THE PROBLEM: Pick up the passage on human embryo cloning research after its last sentence and write what comes next.

PAGE TEXT:
One reason almost always put forth by proponents of human embryo cloning research as justification for the creation and destruction of cloned human embryos is the need to bring healing and cures to the millions who suffer from illnesses and diseases that may otherwise die without this research. Such an argument as this is of great significance for it connects to a fundamental principle of medicine: treat sickness and heal when you can. Yet, as the argument is stated, its significance rests in part on two assumptions: 1) that cloned embryo research will be necessary, or superior to all other options, in the treatment of certain diseases, and 2) that the thousands and millions who need the treatments will have access to any medical advances that might come from such research.
Addressing the first assumption, we need to recognize that the diseases suggested as likely targets for human cloning research are also the targets of researchers using other approaches, such as genetic therapies, drug development, and adult stem cells. It may well be the case that for many patients the treatments for their illnesses may come more quickly from research avenues other than cloned human embryo research, and that these alternative treatments may even be better than any treatment derived from human cloning research.

Natural language descriptions of regions:
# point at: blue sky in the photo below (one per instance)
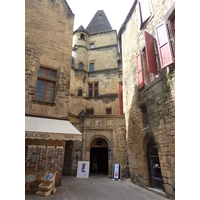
(84, 10)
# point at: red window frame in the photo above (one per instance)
(164, 45)
(81, 65)
(92, 46)
(108, 111)
(140, 71)
(96, 89)
(90, 111)
(120, 97)
(91, 64)
(44, 78)
(144, 7)
(90, 89)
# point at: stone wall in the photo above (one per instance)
(48, 43)
(158, 97)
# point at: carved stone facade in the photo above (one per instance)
(97, 45)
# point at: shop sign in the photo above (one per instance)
(52, 136)
(37, 135)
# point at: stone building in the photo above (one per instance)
(147, 46)
(48, 48)
(96, 90)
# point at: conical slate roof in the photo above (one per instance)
(81, 28)
(99, 23)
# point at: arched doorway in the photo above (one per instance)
(99, 147)
(155, 176)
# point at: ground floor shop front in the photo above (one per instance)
(46, 141)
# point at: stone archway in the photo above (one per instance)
(99, 147)
(154, 168)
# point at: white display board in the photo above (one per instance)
(83, 169)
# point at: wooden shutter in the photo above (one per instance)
(139, 71)
(164, 46)
(120, 96)
(150, 53)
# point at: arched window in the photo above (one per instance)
(79, 92)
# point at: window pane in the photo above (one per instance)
(90, 93)
(91, 46)
(96, 93)
(42, 71)
(90, 85)
(108, 111)
(40, 90)
(51, 73)
(79, 92)
(92, 67)
(49, 92)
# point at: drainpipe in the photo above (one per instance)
(82, 118)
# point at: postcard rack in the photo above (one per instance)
(48, 185)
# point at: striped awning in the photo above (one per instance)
(54, 129)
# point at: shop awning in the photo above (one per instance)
(54, 129)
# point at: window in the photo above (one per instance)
(165, 43)
(90, 89)
(119, 65)
(79, 92)
(75, 46)
(92, 46)
(144, 11)
(147, 62)
(96, 89)
(82, 36)
(91, 67)
(80, 65)
(145, 117)
(46, 85)
(108, 111)
(120, 97)
(89, 111)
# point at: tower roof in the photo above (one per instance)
(81, 28)
(99, 23)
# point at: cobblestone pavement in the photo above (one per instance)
(96, 188)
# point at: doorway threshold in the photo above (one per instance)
(157, 191)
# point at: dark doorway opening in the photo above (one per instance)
(102, 160)
(155, 176)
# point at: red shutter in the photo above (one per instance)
(139, 71)
(164, 46)
(120, 96)
(140, 15)
(144, 9)
(150, 53)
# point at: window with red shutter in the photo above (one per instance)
(96, 89)
(46, 82)
(144, 11)
(90, 89)
(150, 53)
(164, 45)
(120, 96)
(139, 71)
(89, 111)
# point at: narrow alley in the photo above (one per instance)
(96, 188)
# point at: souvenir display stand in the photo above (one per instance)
(48, 184)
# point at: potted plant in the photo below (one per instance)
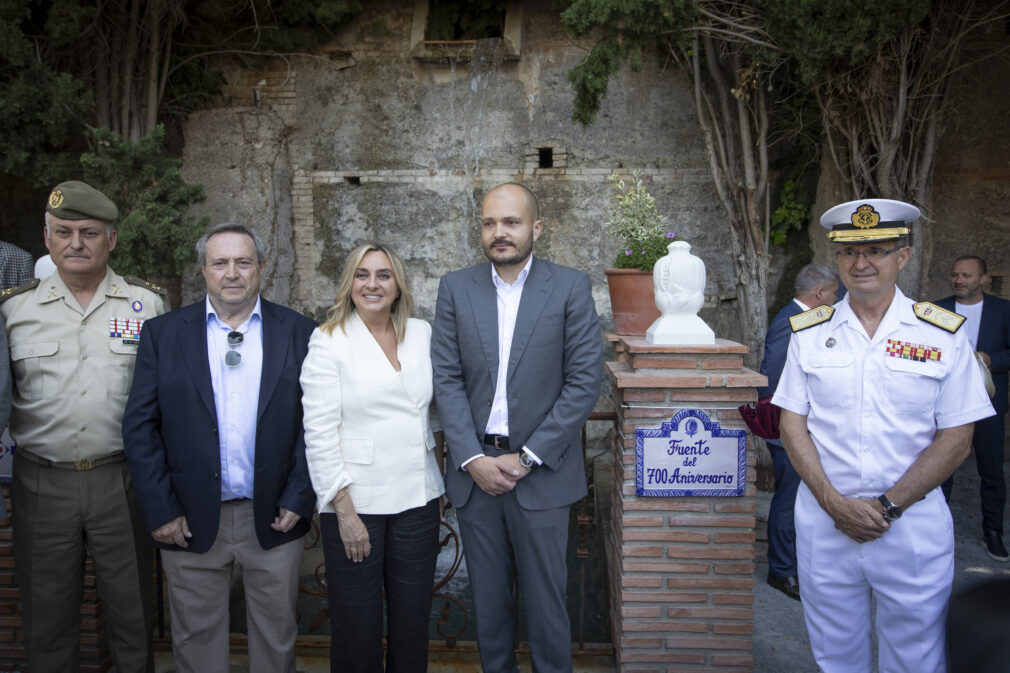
(633, 218)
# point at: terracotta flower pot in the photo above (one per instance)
(632, 301)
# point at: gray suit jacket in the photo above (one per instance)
(553, 376)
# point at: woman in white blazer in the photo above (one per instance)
(367, 388)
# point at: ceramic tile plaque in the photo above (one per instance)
(690, 455)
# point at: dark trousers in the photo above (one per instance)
(502, 540)
(404, 551)
(781, 529)
(988, 445)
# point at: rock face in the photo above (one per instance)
(386, 137)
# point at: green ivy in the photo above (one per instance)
(790, 215)
(156, 230)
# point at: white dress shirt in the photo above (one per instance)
(509, 295)
(236, 399)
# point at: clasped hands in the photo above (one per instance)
(497, 475)
(860, 518)
(177, 531)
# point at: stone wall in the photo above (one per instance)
(383, 137)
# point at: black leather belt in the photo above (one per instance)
(77, 466)
(499, 442)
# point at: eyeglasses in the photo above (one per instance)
(850, 254)
(233, 358)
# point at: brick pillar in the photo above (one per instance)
(95, 655)
(681, 568)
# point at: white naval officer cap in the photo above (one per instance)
(869, 219)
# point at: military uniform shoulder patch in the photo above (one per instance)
(809, 318)
(938, 316)
(18, 289)
(139, 282)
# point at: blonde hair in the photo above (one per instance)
(337, 314)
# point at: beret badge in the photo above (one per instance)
(56, 199)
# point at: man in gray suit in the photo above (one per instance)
(517, 358)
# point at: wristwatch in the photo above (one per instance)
(891, 510)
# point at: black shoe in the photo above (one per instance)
(788, 585)
(993, 542)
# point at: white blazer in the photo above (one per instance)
(367, 424)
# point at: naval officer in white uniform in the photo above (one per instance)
(879, 397)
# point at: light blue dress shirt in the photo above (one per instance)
(236, 399)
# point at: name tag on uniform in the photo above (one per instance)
(127, 329)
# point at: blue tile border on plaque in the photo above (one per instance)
(688, 437)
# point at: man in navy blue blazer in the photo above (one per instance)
(815, 285)
(213, 437)
(987, 325)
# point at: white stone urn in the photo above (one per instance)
(680, 293)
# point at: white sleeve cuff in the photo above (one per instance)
(535, 458)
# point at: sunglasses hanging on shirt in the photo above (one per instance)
(233, 358)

YOUR RESPONSE:
Regarding the second assumption, we need to acknowledge that even if treatments from human cloning research prove to be the best available and are developed first, the vast majority of the millions of people who need these treatments will not have access to them. For example, no one denies that cancer research has generated many significant advances in cancer treatment over the past thirty years. Yet the President's Cancer Panel in their 2001 report conclude that "a great many people-both the privileged and the poor-find that at the very time they need the most effective cancer care our research enterprise has devised, the health care delivery system of our Nation fails them." Considering this tragic reality, and adding to it the fact that millions of children die every year from diseases preventable by vaccines, and the fact that some of the most effective drugs developed for certain diseases are not mass produced because no one will make a profit, one must seriously question any assertion that our society should pursue human cloning research because millions will benefit. This justification for pursuing this socially contentious and ethically controversial research is just false. Human embryos need not be created and destroyed in order that thousands or millions might be saved.
Indeed, without the continual creation and destruction of cloned human embryos the future of medical advance will still be one of great hope. There are many avenues of medical research that can be pursued with broad ethical and societal support. As a people who value progress and justice, we can decide to pursue every avenue of medical research that is respectful of human life in all its stages, and we can work to create a system that brings the advances in medicine to all those in need.